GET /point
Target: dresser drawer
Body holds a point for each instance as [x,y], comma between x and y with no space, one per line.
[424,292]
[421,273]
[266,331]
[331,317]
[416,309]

********

**Work task**
Quote the lines of the listing above that run from the line with "Body holds a" through its last line, both included, and nothing else.

**Result**
Body holds a point for each instance as [x,y], comma between x and y with no space, one per line.
[424,292]
[421,273]
[266,331]
[331,317]
[416,309]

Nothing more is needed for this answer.